— Begin Passage shown —

I've written ad nauseam about my personal preference of investing in plain vanilla S&P 500 or Total Market index ETFs, but sector ETFs are an option for investors wanting to generate alpha in their portfolios. Even with elevated expense ratios, these niche ETFs can boost your overall returns if, and only if, you catch them at the right time. They primarily come in two flavors, passively managed Internet ETFs issued by mid tier ETF companies and A.I. specific funds from boutique financial firms.

Internet ETFs

Liquidity and longevity are two critical ingredients when selecting subsector ETFs. In the Internet space, First Trust Dow Jones Internet Index Fund (FDN) and PowerShares NASDAQ Internet Portfolio (PNQI) are the two largest with track records going back at least a decade. In fact, since the market crash of 2008-2009, they are two of the best performing ETFs in the financial universe. Domestically focused FDN is the preferred investment vehicle for traders because of its liquidity, but PNQI has performed equally as well with an international leaning. FDN has 9 times the daily volume as PNQI. Expense ratios for both are steep, 0.54% for FDN and 0.60% for PNQI.

— End Passage shown —
— Begin Data —

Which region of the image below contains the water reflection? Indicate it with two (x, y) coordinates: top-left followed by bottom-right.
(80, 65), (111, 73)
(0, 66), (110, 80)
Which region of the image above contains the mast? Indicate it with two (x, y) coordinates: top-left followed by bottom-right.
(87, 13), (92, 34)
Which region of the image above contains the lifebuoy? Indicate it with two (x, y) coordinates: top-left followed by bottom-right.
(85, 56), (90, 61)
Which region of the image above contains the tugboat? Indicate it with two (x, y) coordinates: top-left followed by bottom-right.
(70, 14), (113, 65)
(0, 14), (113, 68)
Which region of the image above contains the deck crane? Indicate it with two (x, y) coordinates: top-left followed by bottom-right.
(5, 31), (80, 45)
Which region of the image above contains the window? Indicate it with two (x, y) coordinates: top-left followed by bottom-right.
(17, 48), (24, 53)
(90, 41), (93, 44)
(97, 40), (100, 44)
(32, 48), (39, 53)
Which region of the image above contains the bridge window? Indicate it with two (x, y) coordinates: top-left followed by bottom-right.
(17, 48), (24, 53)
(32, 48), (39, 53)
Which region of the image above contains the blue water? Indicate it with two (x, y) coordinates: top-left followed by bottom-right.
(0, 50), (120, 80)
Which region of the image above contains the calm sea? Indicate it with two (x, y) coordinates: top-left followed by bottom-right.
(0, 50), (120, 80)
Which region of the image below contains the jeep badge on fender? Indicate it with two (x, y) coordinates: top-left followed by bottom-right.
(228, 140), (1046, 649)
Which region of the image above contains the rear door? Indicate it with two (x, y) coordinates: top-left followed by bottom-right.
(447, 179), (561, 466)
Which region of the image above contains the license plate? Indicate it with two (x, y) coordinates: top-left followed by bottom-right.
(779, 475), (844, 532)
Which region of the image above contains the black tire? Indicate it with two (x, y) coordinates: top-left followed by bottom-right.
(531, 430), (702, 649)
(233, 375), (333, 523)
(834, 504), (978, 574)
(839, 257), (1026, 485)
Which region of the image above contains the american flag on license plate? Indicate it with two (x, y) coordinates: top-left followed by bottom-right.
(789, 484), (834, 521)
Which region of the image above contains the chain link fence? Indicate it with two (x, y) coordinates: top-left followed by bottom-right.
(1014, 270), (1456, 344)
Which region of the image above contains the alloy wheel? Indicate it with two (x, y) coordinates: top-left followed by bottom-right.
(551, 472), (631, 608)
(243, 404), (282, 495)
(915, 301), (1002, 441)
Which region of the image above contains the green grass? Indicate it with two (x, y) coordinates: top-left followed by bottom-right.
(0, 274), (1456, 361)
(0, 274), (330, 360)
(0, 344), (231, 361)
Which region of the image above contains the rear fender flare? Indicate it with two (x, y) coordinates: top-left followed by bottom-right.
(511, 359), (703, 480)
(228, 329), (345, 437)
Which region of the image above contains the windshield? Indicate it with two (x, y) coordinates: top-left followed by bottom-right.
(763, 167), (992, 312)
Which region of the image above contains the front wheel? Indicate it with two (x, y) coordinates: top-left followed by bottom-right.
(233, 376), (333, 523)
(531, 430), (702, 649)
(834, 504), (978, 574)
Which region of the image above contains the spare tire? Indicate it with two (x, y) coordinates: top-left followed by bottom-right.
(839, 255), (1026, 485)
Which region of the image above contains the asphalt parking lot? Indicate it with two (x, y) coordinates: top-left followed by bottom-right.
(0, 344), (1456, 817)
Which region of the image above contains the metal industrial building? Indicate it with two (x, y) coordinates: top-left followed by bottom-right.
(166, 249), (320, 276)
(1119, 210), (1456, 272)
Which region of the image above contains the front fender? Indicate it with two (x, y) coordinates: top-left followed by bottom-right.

— End Data —

§ **Given instruction**: Please extend the passage on sector ETFs, picking up right after its final sentence. The listing has no connection to the passage on sector ETFs.

§ **Right answer**:
Nevertheless, with market-cap-weighted holdings greatly exposed to the FANG stocks, both ETFs have kicked in the afterburners where performance is concerned. Average gains are roughly 23% per year the past five years outpacing the S&P 500. Besides the liquidity, the big difference between the two funds are geographic allocation and number of holdings. PNQI includes overseas equities with a significant exposure to Chinese Internet companies with the exception of Alibaba. The exclusion of Alibaba continues to perplex me, but organizations like Baidu (BIDU) and JD.com (JD) are under its umbrella. Another heavy hitter in the fold is British travel company Priceline Group (PCLN). PNQI holds 88 securities, over double the amount as FDN.

A.I. ETFs

  • Global X Robotics & Artificial Intelligence ETF (BOTZ): News travels fast in the financial world. BOTZ had its inception date on 9/12/16, and in a short period of time, it became one of the best non-leveraged ETFs of 2017 gaining 49%. Some of this performance may have to do with an overweight position in Nvidia which constitutes almost 10% of holdings. With only 28 stocks, it's a concentrated portfolio, but that hasn't stopped speculators from bidding it up. Like all of these specialty ETFs, the expense ratio is high, 0.68%. No FANG stocks in its top 10 holdings, so you're getting more of a robotics story here.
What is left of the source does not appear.